THE EXERCISE | Take down each entry exactly as written.

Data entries
#####

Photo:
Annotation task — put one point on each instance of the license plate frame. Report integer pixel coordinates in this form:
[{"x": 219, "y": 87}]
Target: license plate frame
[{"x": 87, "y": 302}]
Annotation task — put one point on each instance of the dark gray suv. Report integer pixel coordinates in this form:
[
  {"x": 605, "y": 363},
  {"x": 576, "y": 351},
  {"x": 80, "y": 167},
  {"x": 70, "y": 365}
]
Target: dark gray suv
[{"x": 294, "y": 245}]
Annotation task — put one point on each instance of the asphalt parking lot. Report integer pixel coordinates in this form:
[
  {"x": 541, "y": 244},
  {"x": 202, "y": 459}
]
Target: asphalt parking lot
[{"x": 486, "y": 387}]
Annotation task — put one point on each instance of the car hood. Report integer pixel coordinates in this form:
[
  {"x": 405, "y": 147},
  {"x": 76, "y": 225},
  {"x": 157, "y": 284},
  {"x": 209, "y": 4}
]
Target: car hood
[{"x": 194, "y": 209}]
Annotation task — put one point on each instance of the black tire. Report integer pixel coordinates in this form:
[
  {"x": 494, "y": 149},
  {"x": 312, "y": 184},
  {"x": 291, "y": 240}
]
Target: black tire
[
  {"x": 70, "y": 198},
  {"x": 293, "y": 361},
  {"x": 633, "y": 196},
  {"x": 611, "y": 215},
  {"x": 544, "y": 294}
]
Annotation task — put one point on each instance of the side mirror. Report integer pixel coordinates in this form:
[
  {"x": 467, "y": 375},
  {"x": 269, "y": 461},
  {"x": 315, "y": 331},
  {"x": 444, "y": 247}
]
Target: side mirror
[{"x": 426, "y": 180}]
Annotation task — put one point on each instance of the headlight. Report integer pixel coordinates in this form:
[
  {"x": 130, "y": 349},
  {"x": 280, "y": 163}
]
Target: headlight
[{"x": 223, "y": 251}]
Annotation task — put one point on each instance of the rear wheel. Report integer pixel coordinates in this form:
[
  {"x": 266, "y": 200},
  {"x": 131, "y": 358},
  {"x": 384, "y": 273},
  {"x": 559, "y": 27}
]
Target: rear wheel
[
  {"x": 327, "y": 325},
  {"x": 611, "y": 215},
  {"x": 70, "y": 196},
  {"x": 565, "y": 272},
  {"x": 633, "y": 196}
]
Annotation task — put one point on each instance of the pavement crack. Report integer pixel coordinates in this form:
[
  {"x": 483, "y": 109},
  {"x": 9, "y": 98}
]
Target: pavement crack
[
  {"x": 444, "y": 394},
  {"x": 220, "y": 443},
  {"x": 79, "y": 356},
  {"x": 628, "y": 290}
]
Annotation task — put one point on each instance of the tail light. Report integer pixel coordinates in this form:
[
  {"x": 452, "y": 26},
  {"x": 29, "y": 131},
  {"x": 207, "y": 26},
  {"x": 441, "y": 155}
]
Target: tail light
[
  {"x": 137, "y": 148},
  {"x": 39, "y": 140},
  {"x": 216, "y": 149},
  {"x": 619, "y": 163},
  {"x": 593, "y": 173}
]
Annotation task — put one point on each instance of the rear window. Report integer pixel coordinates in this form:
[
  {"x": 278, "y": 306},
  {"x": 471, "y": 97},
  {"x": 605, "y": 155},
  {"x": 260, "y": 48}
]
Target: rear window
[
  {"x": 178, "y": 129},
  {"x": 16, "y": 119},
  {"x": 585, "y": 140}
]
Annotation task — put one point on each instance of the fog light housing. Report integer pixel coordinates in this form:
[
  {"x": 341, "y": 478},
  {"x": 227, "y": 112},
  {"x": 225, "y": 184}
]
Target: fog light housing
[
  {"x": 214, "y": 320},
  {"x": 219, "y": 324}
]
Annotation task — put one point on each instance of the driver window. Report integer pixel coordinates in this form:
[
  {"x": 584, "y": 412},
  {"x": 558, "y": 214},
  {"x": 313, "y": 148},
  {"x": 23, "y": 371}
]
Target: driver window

#####

RIGHT ANSWER |
Photo:
Annotation task — put one point on each instance of the license plate frame. Report integer pixel coordinates in this form:
[{"x": 219, "y": 87}]
Target: license plate frame
[{"x": 87, "y": 302}]
Annotation task — put one point on each instance of the dark gray suv. Report integer pixel coordinates in this form:
[
  {"x": 605, "y": 363},
  {"x": 576, "y": 351},
  {"x": 80, "y": 167},
  {"x": 70, "y": 365}
]
Target: dark gray suv
[{"x": 294, "y": 245}]
Annotation task — put one point on each instance of the asphalt parking lot. Report integer pixel coordinates in this form:
[
  {"x": 541, "y": 244},
  {"x": 202, "y": 459}
]
Target: asphalt parking lot
[{"x": 486, "y": 387}]
Annotation task — put one point on each instance of the car hood. Report integer pixel coordinates in this form:
[
  {"x": 405, "y": 147},
  {"x": 76, "y": 225},
  {"x": 157, "y": 284},
  {"x": 209, "y": 4}
]
Target: car hood
[{"x": 194, "y": 209}]
Annotation task — put one point on each instance of the black tire. Report integer pixel coordinates in this form:
[
  {"x": 494, "y": 149},
  {"x": 312, "y": 184},
  {"x": 291, "y": 240}
]
Target: black tire
[
  {"x": 70, "y": 198},
  {"x": 293, "y": 361},
  {"x": 633, "y": 196},
  {"x": 611, "y": 215},
  {"x": 544, "y": 294}
]
Annotation task — put one point on each instance of the side mirror. Report integer pixel coordinates in this form:
[
  {"x": 467, "y": 375},
  {"x": 269, "y": 461},
  {"x": 315, "y": 331},
  {"x": 444, "y": 247}
]
Target: side mirror
[{"x": 426, "y": 180}]
Annotation task — put one point on each instance of the headlight. Report integer pixel coordinates in this form:
[
  {"x": 130, "y": 349},
  {"x": 280, "y": 163}
]
Target: headlight
[{"x": 223, "y": 251}]
Annotation task — put one point on each instance of the rear wheel. Report integer pixel coordinates in this form:
[
  {"x": 266, "y": 200},
  {"x": 131, "y": 358},
  {"x": 384, "y": 273},
  {"x": 559, "y": 27}
]
Target: rear wheel
[
  {"x": 327, "y": 325},
  {"x": 611, "y": 215},
  {"x": 70, "y": 196},
  {"x": 565, "y": 272},
  {"x": 633, "y": 196}
]
Annotation task — put one point on each instance of the pavement crack. Report integer pixel coordinates in this form:
[
  {"x": 483, "y": 109},
  {"x": 9, "y": 98}
]
Target: pavement crack
[
  {"x": 444, "y": 394},
  {"x": 220, "y": 443},
  {"x": 79, "y": 356},
  {"x": 628, "y": 290}
]
Annotation task — put one point on each instance of the tail light. Report integer pixel coordinates in this form:
[
  {"x": 452, "y": 26},
  {"x": 29, "y": 131},
  {"x": 207, "y": 26},
  {"x": 441, "y": 155}
]
Target: tail light
[
  {"x": 137, "y": 148},
  {"x": 39, "y": 140},
  {"x": 216, "y": 149},
  {"x": 619, "y": 163},
  {"x": 593, "y": 173}
]
Annotation task — put one point on each instance of the rear window. Report integer pixel coordinates in this form:
[
  {"x": 278, "y": 306},
  {"x": 471, "y": 97},
  {"x": 605, "y": 155},
  {"x": 260, "y": 48}
]
Target: rear window
[
  {"x": 178, "y": 129},
  {"x": 16, "y": 119},
  {"x": 585, "y": 140}
]
Annotation task — put one point on each instance of the fog light housing. Report integer pixel coordinates in this form:
[
  {"x": 341, "y": 478},
  {"x": 227, "y": 112},
  {"x": 225, "y": 184}
]
Target: fog light housing
[
  {"x": 214, "y": 320},
  {"x": 219, "y": 324}
]
Annotation task — put one point on each instance of the driver window. Report integer pixel coordinates in this form:
[
  {"x": 584, "y": 412},
  {"x": 558, "y": 214},
  {"x": 313, "y": 148},
  {"x": 23, "y": 371}
]
Target: driver window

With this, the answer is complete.